▸ Problem 1:
Answer these from the post about the Border Patrol smuggler:
(a) Which car does the post say the meth dealer lacked the patience to keep driving?
(b) What is the name of the disciplined drug kingpin in Where Angels Sing?
(c) What is the full name of the man the Border Patrol arrested?
▸ Problem 2:
Please reproduce word for word the part of the post about the Border Patrol smuggler starting at "That’s usually because" and ending at "something like that.".

▸ Text segment:
“Sly smuggler uses Border Patrol for free trips home,”
Time is money.
I’m not a businessman but I’ve seen Shark Tank enough to understand the phrase.
In law enforcement we have another phrase, “You don’t catch the smart ones,”
That’s usually because the would-be criminal mastermind failed to see a weakness in their particular scheme and it got him caught. Maybe a drug dealer didn’t quite know his customers as well as they should have and ended up ripped or selling to an undercover cop, something like that.
More often than not, criminals commit crime because of greed. People sell dope, commit fraud, rob banks, or in this case guide people across the U.S.-Mexico border for profit, as a way of bypassing the career ladder on the way to wealth. When some meth dealer with no job, living in the back room of grandma’s trailer is suddenly driving an eighty-thousand-dollar pick-up truck, police tend to notice. When the dude gets wrapped up because he didn’t have the patience to keep driving a shitty 1995 Honda Civic while setting up a fake auto detail business or some other way to hide his money we say,
“Well, you don’t catch the smart ones,”
While I can’t speak for every cop, and my frame of reference is dated, I always bet that there was some guy or girl out there, probably an army of them, who had the simple discipline to stay off the radar, live humbly, run their schemes, be patient, and cash out down the road. Like Andy in The Shawshank Redemption. In fact, I always wanted to meet one of them, and by meet, I mean arrest. Mostly because I wanted to be able to point to her (It would be a her because chicks are way smarter and patient than dudes) and say,
“Look! We got a smart one!”
I even wrote a disciplined drug kingpin into one of my books, Where Angels Sing. The guy’s name was Harold Washington. He owned a laundry mat, drove a crappy old truck, and just so happened to be the invisible force controlling all the illicit drug trade on the west side of Charleston, SC. I’m not going to say anymore on the off chance you haven’t scratched Where Angels Sing off your summer reading list yet, no spoilers, but worth the read.
Anyway, when I look at this story, it’s one of those where, if I was the Border Patrol guy making the arrest, I’d be hard pressed not to give Mr. Javier Ernesto Ayala-Osuna a little fist bump. If for nothing else then to say,
“Glad we caught you, but, good scam amigo,”

▸ Supplied material:
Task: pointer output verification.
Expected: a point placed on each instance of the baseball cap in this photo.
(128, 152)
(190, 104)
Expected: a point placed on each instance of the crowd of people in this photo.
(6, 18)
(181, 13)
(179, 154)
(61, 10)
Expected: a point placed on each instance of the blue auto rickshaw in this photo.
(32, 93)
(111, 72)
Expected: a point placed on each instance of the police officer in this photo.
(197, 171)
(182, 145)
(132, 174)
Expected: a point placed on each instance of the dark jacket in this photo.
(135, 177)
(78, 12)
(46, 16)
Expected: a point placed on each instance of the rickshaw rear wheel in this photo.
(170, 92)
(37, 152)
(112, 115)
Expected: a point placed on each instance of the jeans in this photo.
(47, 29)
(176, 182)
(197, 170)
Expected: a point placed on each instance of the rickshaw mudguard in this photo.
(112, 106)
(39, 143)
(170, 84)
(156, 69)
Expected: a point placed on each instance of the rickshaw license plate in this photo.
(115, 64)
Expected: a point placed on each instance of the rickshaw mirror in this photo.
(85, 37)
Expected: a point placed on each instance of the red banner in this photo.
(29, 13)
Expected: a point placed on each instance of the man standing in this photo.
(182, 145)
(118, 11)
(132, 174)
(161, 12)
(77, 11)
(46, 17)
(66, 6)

▸ Written answer 1:
(a) A 1995 Honda Civic
(b) Harold Washington
(c) Javier Ernesto Ayala-Osuna

▸ Written answer 2:
That’s usually because the would-be criminal mastermind failed to see a weakness in their particular scheme and it got him caught. Maybe a drug dealer didn’t quite know his customers as well as they should have and ended up ripped or selling to an undercover cop, something like that.